# start of Data lines

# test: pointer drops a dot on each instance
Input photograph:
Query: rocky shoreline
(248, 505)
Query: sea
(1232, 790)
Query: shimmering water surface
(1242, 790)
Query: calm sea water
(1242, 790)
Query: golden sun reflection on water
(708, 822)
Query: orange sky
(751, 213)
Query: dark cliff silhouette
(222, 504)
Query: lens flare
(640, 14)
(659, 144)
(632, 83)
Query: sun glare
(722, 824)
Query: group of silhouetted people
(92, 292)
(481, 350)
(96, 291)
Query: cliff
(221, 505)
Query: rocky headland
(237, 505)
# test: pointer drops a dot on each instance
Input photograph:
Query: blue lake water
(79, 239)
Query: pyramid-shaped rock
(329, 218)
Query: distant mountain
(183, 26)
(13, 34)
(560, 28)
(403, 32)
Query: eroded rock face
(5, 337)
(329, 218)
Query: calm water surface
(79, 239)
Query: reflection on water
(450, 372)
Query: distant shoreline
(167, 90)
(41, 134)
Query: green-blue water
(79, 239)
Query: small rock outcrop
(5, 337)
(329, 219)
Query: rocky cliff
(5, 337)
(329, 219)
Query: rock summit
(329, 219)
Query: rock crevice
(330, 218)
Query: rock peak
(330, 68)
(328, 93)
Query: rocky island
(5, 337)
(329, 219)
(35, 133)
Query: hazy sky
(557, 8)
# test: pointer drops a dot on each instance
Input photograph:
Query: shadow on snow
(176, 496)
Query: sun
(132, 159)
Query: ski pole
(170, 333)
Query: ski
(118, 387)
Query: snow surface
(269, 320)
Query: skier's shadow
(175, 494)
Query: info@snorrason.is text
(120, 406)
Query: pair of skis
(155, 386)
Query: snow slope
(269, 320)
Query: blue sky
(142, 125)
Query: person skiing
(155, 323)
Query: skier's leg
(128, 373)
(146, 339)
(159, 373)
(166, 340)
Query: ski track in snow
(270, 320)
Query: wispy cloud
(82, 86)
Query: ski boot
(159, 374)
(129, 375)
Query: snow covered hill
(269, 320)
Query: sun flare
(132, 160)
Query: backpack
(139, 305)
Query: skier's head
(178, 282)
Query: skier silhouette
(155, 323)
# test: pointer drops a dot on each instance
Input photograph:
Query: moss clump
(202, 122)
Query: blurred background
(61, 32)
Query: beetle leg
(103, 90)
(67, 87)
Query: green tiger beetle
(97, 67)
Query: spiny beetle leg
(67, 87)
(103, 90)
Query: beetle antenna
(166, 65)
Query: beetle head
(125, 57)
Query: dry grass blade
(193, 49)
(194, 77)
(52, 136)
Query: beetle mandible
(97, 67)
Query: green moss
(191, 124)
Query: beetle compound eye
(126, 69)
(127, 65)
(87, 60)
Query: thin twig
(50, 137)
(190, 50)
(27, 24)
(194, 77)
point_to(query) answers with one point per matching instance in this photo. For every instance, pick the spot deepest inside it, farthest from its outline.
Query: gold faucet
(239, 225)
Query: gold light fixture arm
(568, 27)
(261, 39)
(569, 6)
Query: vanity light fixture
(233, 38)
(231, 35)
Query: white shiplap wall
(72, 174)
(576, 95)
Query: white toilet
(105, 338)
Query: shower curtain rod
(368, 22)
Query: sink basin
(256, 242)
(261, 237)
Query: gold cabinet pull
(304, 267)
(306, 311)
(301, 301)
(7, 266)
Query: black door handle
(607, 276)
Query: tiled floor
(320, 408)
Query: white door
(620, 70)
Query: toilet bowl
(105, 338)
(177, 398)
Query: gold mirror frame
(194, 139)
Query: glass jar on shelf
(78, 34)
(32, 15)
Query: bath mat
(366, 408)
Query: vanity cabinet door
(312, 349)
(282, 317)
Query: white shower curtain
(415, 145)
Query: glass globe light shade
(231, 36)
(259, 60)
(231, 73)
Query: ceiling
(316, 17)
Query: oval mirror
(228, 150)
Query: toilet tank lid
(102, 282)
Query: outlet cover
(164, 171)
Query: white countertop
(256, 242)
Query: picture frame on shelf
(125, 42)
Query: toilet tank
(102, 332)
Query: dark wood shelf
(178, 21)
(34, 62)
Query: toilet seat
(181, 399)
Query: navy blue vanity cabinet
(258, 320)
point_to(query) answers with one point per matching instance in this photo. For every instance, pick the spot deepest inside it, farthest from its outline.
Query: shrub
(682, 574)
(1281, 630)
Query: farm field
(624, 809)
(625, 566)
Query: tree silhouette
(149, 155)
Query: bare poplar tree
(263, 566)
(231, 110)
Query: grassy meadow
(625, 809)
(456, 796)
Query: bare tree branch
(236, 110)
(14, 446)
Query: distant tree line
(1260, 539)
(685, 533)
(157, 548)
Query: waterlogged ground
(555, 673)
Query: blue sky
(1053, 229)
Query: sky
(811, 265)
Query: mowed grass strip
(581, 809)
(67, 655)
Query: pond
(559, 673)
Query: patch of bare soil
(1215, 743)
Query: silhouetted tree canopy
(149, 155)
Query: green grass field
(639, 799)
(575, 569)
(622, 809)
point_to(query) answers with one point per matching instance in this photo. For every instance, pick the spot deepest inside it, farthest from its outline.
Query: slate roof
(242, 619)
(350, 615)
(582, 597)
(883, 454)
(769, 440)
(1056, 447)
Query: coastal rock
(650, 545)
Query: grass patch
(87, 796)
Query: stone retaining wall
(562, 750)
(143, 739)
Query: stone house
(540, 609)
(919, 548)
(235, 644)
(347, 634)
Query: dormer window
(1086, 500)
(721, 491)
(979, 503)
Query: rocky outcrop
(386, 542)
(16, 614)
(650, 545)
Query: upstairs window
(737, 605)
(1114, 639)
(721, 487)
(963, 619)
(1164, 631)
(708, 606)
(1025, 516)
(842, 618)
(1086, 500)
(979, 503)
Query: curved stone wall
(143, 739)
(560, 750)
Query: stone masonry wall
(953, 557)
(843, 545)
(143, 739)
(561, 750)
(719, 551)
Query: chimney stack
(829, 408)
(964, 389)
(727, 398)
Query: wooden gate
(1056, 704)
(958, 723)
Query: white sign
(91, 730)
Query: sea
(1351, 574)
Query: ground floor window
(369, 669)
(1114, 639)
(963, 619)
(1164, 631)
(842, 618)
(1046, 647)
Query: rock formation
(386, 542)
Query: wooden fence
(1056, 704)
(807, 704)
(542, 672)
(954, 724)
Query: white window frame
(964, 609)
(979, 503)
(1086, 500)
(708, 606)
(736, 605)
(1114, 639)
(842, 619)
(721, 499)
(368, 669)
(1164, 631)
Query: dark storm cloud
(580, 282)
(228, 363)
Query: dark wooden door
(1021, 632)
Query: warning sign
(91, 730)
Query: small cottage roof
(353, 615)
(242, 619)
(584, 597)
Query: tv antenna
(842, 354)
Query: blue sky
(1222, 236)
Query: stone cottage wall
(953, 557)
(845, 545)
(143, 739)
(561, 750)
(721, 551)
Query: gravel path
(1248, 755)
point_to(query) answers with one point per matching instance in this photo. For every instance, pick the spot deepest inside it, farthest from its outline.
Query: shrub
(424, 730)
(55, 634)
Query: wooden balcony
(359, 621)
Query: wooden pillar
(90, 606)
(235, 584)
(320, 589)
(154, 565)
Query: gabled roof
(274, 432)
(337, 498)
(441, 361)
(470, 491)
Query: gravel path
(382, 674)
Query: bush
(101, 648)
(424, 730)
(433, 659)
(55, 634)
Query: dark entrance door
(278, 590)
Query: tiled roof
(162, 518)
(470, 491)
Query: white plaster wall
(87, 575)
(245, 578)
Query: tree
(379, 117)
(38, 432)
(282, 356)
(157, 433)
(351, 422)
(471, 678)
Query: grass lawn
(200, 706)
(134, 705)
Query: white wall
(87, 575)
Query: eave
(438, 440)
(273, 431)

# end of Data lines

▶ Exercise task: Nothing should be left out: return all of the records exactly.

▶ Response for this exercise:
# test: pointer drops a dot on each instance
Input photograph:
Query: rocky shoreline
(248, 505)
Query: sea
(1232, 790)
Query: shimmering water surface
(1242, 790)
Query: calm sea water
(1242, 790)
Query: golden sun reflection on water
(708, 822)
Query: orange sky
(751, 213)
Query: dark cliff silhouette
(222, 504)
Query: lens flare
(640, 14)
(659, 144)
(632, 83)
Query: sun glare
(722, 824)
Query: group of silhouetted people
(92, 292)
(481, 350)
(96, 291)
Query: cliff
(221, 505)
Query: rocky headland
(237, 505)
# test: pointer drops a dot on each instance
Input photograph:
Query: blue lake water
(79, 239)
Query: pyramid-shaped rock
(329, 218)
Query: distant mountain
(183, 26)
(13, 34)
(560, 28)
(403, 32)
Query: eroded rock face
(5, 337)
(329, 218)
Query: calm water surface
(79, 239)
Query: reflection on water
(450, 372)
Query: distant shoreline
(167, 90)
(41, 134)
Query: green-blue water
(79, 239)
Query: small rock outcrop
(5, 337)
(329, 219)
Query: rocky cliff
(5, 337)
(329, 219)
Query: rock summit
(329, 219)
Query: rock crevice
(330, 218)
Query: rock peak
(330, 68)
(328, 93)
Query: rocky island
(5, 337)
(329, 219)
(35, 133)
Query: hazy sky
(557, 8)
# test: pointer drops a dot on each instance
Input photograph:
Query: shadow on snow
(176, 496)
Query: sun
(132, 159)
Query: ski pole
(170, 333)
Query: ski
(118, 387)
Query: snow surface
(269, 320)
Query: skier's shadow
(175, 494)
Query: info@snorrason.is text
(120, 406)
Query: pair of skis
(155, 386)
Query: snow slope
(269, 320)
Query: blue sky
(142, 125)
Query: person skiing
(155, 323)
Query: skier's leg
(128, 373)
(146, 339)
(159, 373)
(166, 340)
Query: ski track in snow
(270, 320)
Query: wispy cloud
(82, 86)
Query: ski boot
(159, 374)
(129, 375)
Query: snow covered hill
(269, 320)
Query: sun flare
(132, 160)
Query: backpack
(139, 305)
Query: skier's head
(178, 282)
Query: skier silhouette
(155, 323)
# test: pointer drops a dot on each instance
Input photograph:
Query: moss clump
(202, 122)
Query: blurred background
(61, 32)
Query: beetle leg
(103, 90)
(67, 87)
Query: green tiger beetle
(97, 67)
Query: spiny beetle leg
(67, 87)
(103, 90)
Query: beetle antenna
(166, 65)
Query: beetle head
(125, 57)
Query: dry grass blade
(193, 49)
(194, 77)
(52, 136)
Query: beetle mandible
(97, 67)
Query: green moss
(191, 124)
Query: beetle compound eye
(126, 69)
(127, 65)
(87, 60)
Query: thin twig
(50, 137)
(190, 50)
(27, 24)
(194, 77)
point_to(query) answers with one point per matching instance in this photo. For every instance, pick the spot deepest inside it, farthest from its outline.
Query: gold faucet
(239, 225)
Query: gold light fixture arm
(568, 27)
(261, 39)
(569, 6)
Query: vanity light fixture
(233, 38)
(231, 35)
Query: white shiplap wall
(72, 174)
(576, 95)
Query: white toilet
(105, 338)
Query: shower curtain rod
(368, 22)
Query: sink basin
(256, 242)
(261, 237)
Query: gold cabinet pull
(304, 267)
(306, 311)
(301, 301)
(7, 266)
Query: black door handle
(607, 276)
Query: tiled floor
(320, 408)
Query: white door
(620, 70)
Query: toilet bowl
(105, 338)
(177, 398)
Query: gold mirror frame
(194, 139)
Query: glass jar on shelf
(78, 34)
(32, 15)
Query: bath mat
(366, 408)
Query: vanity cabinet door
(312, 349)
(282, 317)
Query: white shower curtain
(415, 145)
Query: glass globe light shade
(231, 36)
(259, 60)
(231, 73)
Query: ceiling
(316, 17)
Query: oval mirror
(228, 150)
Query: toilet tank lid
(102, 282)
Query: outlet cover
(164, 171)
Query: white countertop
(256, 242)
Query: picture frame on shelf
(125, 42)
Query: toilet tank
(102, 332)
Query: dark wood shelf
(178, 21)
(34, 62)
Query: toilet seat
(181, 399)
Query: navy blue vanity cabinet
(258, 320)
point_to(query) answers with one point per matching instance in this photo. For every instance, pick the spot deepest inside it, farthest from its outline.
Query: shrub
(682, 574)
(1281, 630)
Query: farm field
(624, 809)
(625, 566)
Query: tree silhouette
(149, 155)
Query: bare poplar tree
(263, 566)
(231, 110)
Query: grassy meadow
(625, 809)
(456, 796)
Query: bare tree branch
(236, 110)
(14, 446)
Query: distant tree line
(1260, 539)
(685, 533)
(157, 548)
Query: waterlogged ground
(555, 673)
Query: blue sky
(1053, 229)
Query: sky
(811, 265)
Query: mowed grass strip
(581, 809)
(67, 655)
Query: pond
(559, 673)
Query: patch of bare soil
(1215, 743)
Query: silhouetted tree canopy
(149, 155)
Query: green grass field
(639, 799)
(575, 569)
(622, 809)
point_to(query) answers with one point per matching instance in this photo. For every instance, pick the spot deepest inside it, farthest from its outline.
Query: slate roof
(242, 619)
(350, 615)
(582, 597)
(883, 454)
(769, 440)
(1056, 447)
Query: coastal rock
(650, 545)
Query: grass patch
(87, 796)
Query: stone retaining wall
(562, 750)
(143, 739)
Query: stone house
(540, 609)
(919, 548)
(235, 644)
(347, 634)
Query: dormer window
(1086, 500)
(721, 491)
(979, 503)
Query: rocky outcrop
(386, 542)
(16, 614)
(650, 545)
Query: upstairs window
(737, 605)
(1114, 639)
(721, 487)
(963, 619)
(1164, 631)
(708, 606)
(1025, 516)
(842, 618)
(1086, 500)
(979, 503)
Query: curved stone wall
(143, 739)
(560, 750)
Query: stone masonry wall
(953, 557)
(843, 545)
(143, 739)
(561, 750)
(719, 551)
Query: chimney stack
(829, 408)
(964, 389)
(727, 398)
Query: wooden gate
(1056, 704)
(958, 723)
Query: white sign
(91, 730)
Query: sea
(1351, 574)
Query: ground floor window
(369, 669)
(1114, 639)
(963, 619)
(1164, 631)
(842, 618)
(1046, 647)
Query: rock formation
(386, 542)
Query: wooden fence
(1056, 704)
(807, 704)
(542, 672)
(954, 724)
Query: white window frame
(964, 609)
(979, 503)
(1086, 500)
(708, 606)
(736, 605)
(1114, 639)
(842, 619)
(721, 499)
(368, 669)
(1164, 631)
Query: dark storm cloud
(580, 282)
(228, 363)
Query: dark wooden door
(1021, 632)
Query: warning sign
(91, 730)
Query: small cottage roof
(353, 615)
(242, 619)
(584, 597)
Query: tv antenna
(842, 354)
Query: blue sky
(1222, 236)
Query: stone cottage wall
(953, 557)
(845, 545)
(143, 739)
(561, 750)
(721, 551)
Query: gravel path
(1248, 755)
point_to(query) answers with one point per matching instance in this photo. For every instance, pick the spot deepest inside it, farthest from its outline.
Query: shrub
(424, 730)
(55, 634)
Query: wooden balcony
(359, 621)
Query: wooden pillar
(90, 606)
(235, 584)
(320, 589)
(154, 565)
Query: gabled roof
(274, 432)
(337, 498)
(441, 361)
(470, 491)
Query: gravel path
(382, 674)
Query: bush
(101, 648)
(424, 730)
(433, 659)
(55, 634)
Query: dark entrance door
(278, 590)
Query: tiled roof
(162, 518)
(470, 491)
Query: white plaster wall
(87, 575)
(245, 578)
Query: tree
(379, 117)
(38, 432)
(282, 356)
(157, 433)
(351, 422)
(471, 678)
Query: grass lawn
(200, 706)
(134, 705)
Query: white wall
(87, 575)
Query: eave
(438, 440)
(273, 431)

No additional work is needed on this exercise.